▸ Data listing:
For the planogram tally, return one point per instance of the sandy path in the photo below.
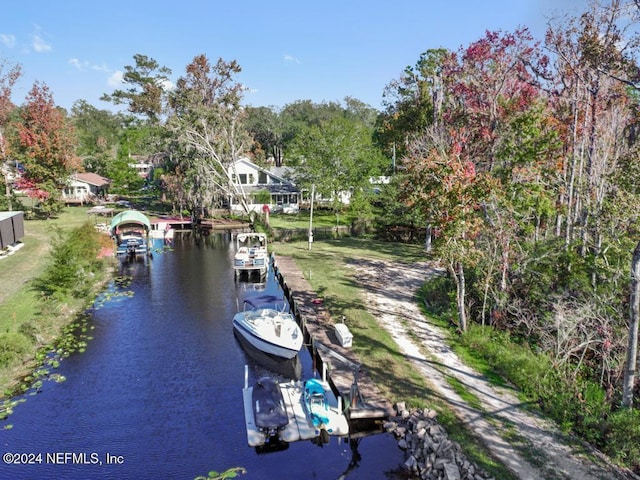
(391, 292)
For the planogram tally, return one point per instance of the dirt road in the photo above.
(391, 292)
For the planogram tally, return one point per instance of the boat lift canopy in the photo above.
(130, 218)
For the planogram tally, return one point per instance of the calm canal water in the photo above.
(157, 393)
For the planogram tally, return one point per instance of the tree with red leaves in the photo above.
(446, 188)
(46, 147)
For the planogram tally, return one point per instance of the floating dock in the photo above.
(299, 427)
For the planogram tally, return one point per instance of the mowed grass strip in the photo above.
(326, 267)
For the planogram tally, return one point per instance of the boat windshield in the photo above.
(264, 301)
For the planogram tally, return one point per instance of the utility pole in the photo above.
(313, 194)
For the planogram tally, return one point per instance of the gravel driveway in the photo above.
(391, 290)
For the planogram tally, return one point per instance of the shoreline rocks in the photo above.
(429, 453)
==
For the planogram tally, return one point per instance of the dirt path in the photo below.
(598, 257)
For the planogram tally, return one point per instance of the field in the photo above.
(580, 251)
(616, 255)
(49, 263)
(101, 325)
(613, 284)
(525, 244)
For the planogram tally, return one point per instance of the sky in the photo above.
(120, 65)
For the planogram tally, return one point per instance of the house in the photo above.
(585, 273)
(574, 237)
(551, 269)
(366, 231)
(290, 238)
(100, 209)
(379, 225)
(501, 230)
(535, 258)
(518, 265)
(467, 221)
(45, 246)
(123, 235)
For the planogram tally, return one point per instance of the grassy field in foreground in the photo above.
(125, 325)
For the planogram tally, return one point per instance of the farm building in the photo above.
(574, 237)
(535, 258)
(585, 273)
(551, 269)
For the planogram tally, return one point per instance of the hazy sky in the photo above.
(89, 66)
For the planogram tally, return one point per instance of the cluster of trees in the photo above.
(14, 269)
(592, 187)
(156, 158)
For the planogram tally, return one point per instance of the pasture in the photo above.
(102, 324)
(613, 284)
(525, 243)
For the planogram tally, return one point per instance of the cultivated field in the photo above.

▸ Prompt: Your answer should be the lines above from the one containing "dirt path in the photo below." through the one containing "cultivated field in the photo above.", copied exactly and with both ends kept.

▸ Written solution:
For the planogram tally, return one point per instance of the dirt path in the photo below.
(598, 257)
For the planogram tally, return one point per instance of the field in the photo above.
(580, 251)
(616, 255)
(49, 263)
(101, 325)
(613, 284)
(525, 244)
For the planogram tally, return one point per instance of the sky in the photo above.
(120, 65)
For the planogram tally, return one point per instance of the house in the photo above.
(585, 273)
(574, 237)
(551, 269)
(366, 231)
(290, 238)
(100, 209)
(379, 225)
(501, 230)
(535, 258)
(518, 265)
(467, 221)
(45, 246)
(123, 235)
For the planogram tally, return one point per instance of the grassy field in foreground in the photo above.
(125, 325)
For the planogram tally, return one point per instance of the farm building in the photo above.
(574, 237)
(535, 258)
(585, 273)
(551, 269)
For the planogram tally, return one point per instance of the hazy sky in the photo above.
(89, 66)
For the planogram tally, return one point per instance of the cluster of trees in the photo above.
(14, 269)
(592, 187)
(156, 158)
For the planogram tally, return one point per instance of the pasture in the photo above.
(102, 324)
(613, 284)
(525, 243)
For the planogram tally, return one point per instance of the cultivated field in the photo above.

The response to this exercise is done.